(begin)
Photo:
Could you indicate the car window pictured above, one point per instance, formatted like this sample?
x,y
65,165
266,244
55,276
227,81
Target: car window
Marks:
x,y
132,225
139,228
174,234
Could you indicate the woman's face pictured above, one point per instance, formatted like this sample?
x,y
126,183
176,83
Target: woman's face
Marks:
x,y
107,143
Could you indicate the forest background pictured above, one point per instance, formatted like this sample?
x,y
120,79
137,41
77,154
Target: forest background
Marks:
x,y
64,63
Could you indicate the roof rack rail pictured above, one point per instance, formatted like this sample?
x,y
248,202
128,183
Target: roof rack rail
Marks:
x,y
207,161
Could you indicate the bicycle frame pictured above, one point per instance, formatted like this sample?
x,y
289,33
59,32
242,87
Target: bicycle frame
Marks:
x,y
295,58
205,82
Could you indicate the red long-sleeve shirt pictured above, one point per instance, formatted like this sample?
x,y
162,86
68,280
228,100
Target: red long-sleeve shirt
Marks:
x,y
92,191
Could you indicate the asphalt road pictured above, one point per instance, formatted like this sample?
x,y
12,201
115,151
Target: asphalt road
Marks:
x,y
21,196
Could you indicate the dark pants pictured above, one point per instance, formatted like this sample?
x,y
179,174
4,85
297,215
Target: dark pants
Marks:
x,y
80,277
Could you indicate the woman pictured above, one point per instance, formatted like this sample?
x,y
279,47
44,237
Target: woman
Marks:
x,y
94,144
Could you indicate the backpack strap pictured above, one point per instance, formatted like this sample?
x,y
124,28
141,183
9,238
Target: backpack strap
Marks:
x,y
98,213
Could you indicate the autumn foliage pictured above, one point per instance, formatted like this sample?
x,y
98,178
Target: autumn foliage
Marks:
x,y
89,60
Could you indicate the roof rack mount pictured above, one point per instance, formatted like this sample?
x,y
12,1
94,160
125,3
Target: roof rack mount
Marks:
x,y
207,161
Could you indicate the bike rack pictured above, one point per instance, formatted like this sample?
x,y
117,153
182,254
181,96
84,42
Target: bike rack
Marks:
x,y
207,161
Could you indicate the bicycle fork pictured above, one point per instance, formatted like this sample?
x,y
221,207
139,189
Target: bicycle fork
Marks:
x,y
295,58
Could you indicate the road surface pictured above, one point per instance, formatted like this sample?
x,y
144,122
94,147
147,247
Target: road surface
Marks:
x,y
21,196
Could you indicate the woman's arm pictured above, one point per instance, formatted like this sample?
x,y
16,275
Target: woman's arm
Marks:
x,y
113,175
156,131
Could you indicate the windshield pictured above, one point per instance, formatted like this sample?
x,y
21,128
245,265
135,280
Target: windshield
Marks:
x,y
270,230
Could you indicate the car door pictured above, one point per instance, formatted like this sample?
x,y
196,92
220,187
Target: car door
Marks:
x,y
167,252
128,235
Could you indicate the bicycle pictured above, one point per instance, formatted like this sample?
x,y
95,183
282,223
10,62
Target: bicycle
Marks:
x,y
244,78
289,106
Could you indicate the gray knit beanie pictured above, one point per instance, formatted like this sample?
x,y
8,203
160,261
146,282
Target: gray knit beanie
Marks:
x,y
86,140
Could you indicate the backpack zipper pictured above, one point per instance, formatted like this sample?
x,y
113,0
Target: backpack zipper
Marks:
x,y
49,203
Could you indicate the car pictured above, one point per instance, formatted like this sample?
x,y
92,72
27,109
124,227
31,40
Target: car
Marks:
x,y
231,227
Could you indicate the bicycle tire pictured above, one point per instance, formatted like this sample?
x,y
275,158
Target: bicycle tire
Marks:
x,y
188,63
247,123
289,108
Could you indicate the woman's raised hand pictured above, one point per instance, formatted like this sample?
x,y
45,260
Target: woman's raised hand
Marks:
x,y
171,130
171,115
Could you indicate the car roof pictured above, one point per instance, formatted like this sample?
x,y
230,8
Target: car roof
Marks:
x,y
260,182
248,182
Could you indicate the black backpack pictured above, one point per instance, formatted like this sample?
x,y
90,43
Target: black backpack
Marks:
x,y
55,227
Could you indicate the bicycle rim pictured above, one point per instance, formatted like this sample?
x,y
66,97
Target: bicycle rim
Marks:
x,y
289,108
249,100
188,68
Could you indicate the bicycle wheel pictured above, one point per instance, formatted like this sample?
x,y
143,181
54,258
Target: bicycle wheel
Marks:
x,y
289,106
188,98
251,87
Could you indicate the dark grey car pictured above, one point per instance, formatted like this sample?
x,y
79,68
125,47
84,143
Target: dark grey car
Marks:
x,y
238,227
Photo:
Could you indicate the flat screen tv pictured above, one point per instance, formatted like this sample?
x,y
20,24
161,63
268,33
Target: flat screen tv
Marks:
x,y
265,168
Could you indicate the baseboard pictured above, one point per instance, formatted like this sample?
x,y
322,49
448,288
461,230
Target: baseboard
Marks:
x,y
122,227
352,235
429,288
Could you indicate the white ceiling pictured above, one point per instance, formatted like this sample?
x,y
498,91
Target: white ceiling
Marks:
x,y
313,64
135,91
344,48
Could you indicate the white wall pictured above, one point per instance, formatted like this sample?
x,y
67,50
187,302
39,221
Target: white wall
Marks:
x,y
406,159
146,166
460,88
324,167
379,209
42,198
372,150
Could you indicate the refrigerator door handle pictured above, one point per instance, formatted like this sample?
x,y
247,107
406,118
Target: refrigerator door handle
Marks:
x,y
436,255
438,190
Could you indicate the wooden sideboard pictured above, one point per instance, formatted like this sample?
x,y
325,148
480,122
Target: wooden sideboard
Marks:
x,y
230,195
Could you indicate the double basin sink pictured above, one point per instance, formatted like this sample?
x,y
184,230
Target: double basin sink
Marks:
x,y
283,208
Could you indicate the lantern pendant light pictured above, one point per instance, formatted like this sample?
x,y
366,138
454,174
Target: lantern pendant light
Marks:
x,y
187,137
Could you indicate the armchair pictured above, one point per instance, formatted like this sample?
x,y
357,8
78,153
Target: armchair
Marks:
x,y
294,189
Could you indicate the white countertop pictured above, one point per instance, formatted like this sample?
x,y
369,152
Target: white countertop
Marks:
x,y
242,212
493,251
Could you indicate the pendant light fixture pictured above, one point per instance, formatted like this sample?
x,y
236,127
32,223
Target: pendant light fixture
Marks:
(end)
Goal of the exercise: Write out exactly the lines from the line holding "Could you indicate the dark grey" through the last line of the data, and nothing besides those lines.

Task response:
Could you indicate the dark grey car pictured above, one point per instance, formatted like this sample?
x,y
79,68
125,47
84,143
Target: dark grey car
Marks:
x,y
238,227
Photo:
Could you indicate the flat screen tv pictured above, one point per instance, formatted like this sample?
x,y
20,24
161,63
268,33
Target: flat screen tv
Marks:
x,y
265,168
Could you indicate the baseboard pictured above, one point per instance, formatted like this sample?
x,y
322,49
448,288
461,230
Target: baseboard
Marks:
x,y
122,227
352,235
429,288
Could you indicate the white ceiling pictured above, one point per instance, formatted like this sample?
x,y
498,91
Target: white ceiling
Marks:
x,y
313,64
135,91
344,48
Could you indicate the white wall pictured above, one point per instance, formatted like this sample?
x,y
67,50
187,302
39,221
Target: white wall
Marks:
x,y
406,159
146,166
460,88
324,167
379,209
42,198
372,150
Could you indicate the refrigerator door handle pictured above, one point per instance, formatted like this sample?
x,y
247,107
406,118
Target: refrigerator door handle
Marks:
x,y
436,255
438,190
Could you indicate the wooden sideboard pictured above, one point per instance, formatted like this sample?
x,y
325,148
480,122
Target: wooden sideboard
Marks:
x,y
230,195
Could you indicate the double basin sink pictured above, one point per instance, formatted like this sample?
x,y
184,230
Target: double basin sink
Marks:
x,y
283,208
Could you indicate the lantern pendant light pictured above, one point per instance, formatted like this sample?
x,y
366,138
454,174
Target: lantern pendant light
Marks:
x,y
187,137
Could you indicate the armchair pictured above, one point per instance, formatted like this sample?
x,y
357,8
78,153
Target: armchair
Marks:
x,y
294,189
Could you indicate the white countertop pictured above, one point per instance, formatted like this sample?
x,y
369,152
Target: white countertop
Marks:
x,y
242,212
493,251
Could you indicate the pendant light fixture pictured above, one point per instance, formatted like this sample?
x,y
236,127
32,223
Target: pendant light fixture
Marks:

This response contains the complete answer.